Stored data

>> Begin

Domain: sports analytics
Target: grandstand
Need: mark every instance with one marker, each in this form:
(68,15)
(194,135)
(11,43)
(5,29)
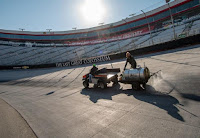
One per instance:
(19,48)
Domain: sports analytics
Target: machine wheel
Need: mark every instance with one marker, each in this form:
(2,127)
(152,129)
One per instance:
(86,84)
(135,86)
(144,85)
(102,85)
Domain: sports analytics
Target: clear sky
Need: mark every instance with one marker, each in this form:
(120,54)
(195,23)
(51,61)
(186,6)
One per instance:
(63,15)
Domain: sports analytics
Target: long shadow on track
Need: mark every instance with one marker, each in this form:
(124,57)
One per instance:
(151,96)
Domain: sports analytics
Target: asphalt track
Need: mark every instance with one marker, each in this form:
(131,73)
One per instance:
(54,103)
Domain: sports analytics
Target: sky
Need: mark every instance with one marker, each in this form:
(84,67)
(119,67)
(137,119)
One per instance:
(63,15)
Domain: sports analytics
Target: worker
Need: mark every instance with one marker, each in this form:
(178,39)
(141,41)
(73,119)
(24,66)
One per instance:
(130,59)
(92,72)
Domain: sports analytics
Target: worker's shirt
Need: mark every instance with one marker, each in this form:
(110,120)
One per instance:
(132,61)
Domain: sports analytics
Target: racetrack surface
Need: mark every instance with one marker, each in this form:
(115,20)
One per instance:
(55,104)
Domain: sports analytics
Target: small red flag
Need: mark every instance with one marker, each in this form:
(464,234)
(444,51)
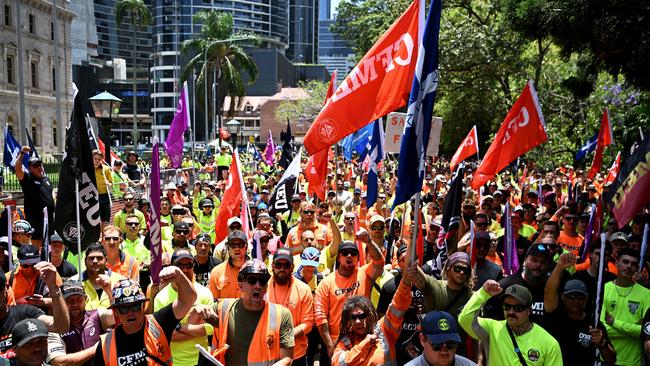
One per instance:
(379,84)
(232,199)
(605,138)
(613,171)
(522,130)
(467,148)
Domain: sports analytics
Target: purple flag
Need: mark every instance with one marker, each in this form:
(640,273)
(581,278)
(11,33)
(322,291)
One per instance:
(269,152)
(154,218)
(180,124)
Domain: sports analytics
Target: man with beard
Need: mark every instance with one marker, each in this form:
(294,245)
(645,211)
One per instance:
(205,263)
(516,340)
(533,277)
(308,222)
(77,345)
(119,219)
(10,315)
(296,296)
(223,277)
(624,306)
(249,329)
(405,351)
(97,279)
(346,281)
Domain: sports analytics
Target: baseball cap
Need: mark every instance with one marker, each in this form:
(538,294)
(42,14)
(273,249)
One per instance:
(28,255)
(618,236)
(310,257)
(440,327)
(72,287)
(575,286)
(26,330)
(237,235)
(283,253)
(348,245)
(520,293)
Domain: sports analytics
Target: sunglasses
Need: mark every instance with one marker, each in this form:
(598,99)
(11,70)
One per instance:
(129,309)
(576,297)
(253,280)
(278,265)
(362,316)
(449,346)
(517,308)
(346,253)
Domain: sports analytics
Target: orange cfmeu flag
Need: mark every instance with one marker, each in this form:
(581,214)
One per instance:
(522,130)
(613,171)
(232,199)
(605,138)
(379,84)
(467,148)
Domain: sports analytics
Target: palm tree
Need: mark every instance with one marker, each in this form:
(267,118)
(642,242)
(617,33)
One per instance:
(140,17)
(219,46)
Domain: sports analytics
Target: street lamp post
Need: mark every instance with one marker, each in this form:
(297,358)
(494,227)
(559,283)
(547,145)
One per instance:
(105,106)
(233,126)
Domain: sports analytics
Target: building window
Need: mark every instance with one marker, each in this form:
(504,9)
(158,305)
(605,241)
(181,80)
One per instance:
(10,70)
(34,72)
(32,24)
(8,15)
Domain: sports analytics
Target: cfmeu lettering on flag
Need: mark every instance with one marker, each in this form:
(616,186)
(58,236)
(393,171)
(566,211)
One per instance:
(388,58)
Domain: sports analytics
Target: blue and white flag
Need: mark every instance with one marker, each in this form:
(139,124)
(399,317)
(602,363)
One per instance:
(356,141)
(11,151)
(375,148)
(415,138)
(588,147)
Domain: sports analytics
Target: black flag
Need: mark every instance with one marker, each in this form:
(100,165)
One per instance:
(452,207)
(287,149)
(286,187)
(77,165)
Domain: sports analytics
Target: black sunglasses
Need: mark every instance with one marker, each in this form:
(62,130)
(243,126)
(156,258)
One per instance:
(517,308)
(252,280)
(362,316)
(125,309)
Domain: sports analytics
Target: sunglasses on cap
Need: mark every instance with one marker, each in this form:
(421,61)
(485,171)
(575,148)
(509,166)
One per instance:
(361,316)
(125,309)
(449,346)
(253,280)
(517,308)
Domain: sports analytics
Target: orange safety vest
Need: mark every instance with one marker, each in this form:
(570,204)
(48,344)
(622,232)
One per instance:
(265,346)
(155,342)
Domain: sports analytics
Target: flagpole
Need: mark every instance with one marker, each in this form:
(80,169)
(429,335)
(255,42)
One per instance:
(76,191)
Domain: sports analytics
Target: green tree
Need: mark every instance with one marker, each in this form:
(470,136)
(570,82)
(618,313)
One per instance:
(304,110)
(218,50)
(140,16)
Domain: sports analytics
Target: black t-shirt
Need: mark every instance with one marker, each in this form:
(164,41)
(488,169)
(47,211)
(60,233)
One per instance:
(66,269)
(411,318)
(15,314)
(591,283)
(133,172)
(573,336)
(38,194)
(202,271)
(130,347)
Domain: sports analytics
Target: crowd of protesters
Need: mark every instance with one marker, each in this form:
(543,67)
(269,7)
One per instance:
(332,281)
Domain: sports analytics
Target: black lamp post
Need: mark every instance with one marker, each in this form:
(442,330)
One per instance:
(233,126)
(105,105)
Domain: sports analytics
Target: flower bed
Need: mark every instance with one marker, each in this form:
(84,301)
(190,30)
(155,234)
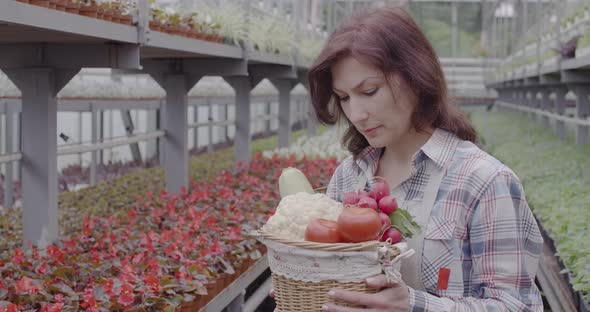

>> End

**GIVEN INSTRUCTION:** State how many lines in the data above contain the word "orange". Give only the number.

**SOLUTION:** 2